* **Task description**
Please copy, with no word changed, only the run of lines that opens with the line containing "the white sky" and closes with the last line below.
──────── Working data
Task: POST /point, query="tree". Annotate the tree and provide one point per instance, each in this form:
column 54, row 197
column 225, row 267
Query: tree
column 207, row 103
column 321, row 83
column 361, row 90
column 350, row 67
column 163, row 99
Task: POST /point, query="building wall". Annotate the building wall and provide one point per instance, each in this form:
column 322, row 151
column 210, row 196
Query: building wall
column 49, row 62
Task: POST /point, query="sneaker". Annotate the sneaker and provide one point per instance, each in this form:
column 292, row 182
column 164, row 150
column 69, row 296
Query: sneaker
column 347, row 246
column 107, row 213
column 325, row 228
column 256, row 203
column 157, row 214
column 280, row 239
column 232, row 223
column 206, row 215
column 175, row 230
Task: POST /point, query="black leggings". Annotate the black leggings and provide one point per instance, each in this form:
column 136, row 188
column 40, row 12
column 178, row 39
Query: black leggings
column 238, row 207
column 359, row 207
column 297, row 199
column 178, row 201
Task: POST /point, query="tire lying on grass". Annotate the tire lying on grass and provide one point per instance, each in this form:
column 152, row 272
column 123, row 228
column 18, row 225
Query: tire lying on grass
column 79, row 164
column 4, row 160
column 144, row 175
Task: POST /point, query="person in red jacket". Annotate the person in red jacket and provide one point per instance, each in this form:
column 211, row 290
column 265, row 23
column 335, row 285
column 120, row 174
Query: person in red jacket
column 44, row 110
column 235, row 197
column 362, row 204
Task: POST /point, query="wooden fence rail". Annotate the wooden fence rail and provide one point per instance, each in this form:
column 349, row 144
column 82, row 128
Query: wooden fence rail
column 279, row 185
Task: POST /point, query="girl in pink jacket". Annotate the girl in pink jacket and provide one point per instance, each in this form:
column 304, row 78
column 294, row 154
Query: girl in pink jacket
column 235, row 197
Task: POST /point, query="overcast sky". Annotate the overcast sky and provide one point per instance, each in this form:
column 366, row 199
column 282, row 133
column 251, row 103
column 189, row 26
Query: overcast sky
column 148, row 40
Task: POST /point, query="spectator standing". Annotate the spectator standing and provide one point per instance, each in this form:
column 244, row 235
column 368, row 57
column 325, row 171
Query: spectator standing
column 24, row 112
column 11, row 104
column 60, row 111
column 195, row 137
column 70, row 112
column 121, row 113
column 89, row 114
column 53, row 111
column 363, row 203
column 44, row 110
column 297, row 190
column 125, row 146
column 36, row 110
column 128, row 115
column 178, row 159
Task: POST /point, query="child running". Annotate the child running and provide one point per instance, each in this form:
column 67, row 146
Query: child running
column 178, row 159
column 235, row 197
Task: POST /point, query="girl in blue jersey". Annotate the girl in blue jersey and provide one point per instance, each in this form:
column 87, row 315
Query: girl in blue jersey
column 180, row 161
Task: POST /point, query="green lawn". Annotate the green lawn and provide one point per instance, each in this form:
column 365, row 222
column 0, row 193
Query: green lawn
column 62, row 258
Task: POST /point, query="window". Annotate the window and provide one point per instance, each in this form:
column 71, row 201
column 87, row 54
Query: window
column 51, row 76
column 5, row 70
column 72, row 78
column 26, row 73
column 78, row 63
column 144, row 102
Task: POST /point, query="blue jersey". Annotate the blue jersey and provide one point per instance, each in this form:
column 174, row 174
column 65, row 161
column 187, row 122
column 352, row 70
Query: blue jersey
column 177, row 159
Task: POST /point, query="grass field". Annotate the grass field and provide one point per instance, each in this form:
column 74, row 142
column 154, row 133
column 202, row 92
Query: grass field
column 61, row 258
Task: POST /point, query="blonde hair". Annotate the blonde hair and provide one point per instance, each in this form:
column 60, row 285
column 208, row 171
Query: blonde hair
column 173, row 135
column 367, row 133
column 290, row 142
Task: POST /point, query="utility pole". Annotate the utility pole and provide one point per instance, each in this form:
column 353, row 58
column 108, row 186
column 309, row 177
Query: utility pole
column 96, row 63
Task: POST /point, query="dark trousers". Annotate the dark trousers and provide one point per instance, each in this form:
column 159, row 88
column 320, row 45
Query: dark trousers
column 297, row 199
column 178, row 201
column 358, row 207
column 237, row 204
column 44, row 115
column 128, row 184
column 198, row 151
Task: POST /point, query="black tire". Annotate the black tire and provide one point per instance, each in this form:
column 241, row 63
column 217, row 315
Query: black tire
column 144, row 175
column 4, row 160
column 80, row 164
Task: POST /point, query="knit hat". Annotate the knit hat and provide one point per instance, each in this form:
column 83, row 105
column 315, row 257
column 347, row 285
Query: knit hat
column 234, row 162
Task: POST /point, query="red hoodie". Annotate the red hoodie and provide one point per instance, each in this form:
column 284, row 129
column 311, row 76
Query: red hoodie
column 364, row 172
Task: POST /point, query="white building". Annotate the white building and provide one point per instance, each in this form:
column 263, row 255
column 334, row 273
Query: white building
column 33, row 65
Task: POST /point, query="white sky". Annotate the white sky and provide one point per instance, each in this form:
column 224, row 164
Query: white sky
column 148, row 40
────────────────
* **Expected output**
Task: POST /point, query="white sky". Annotate the white sky and provide one point per instance, each in this form:
column 224, row 164
Query: white sky
column 148, row 40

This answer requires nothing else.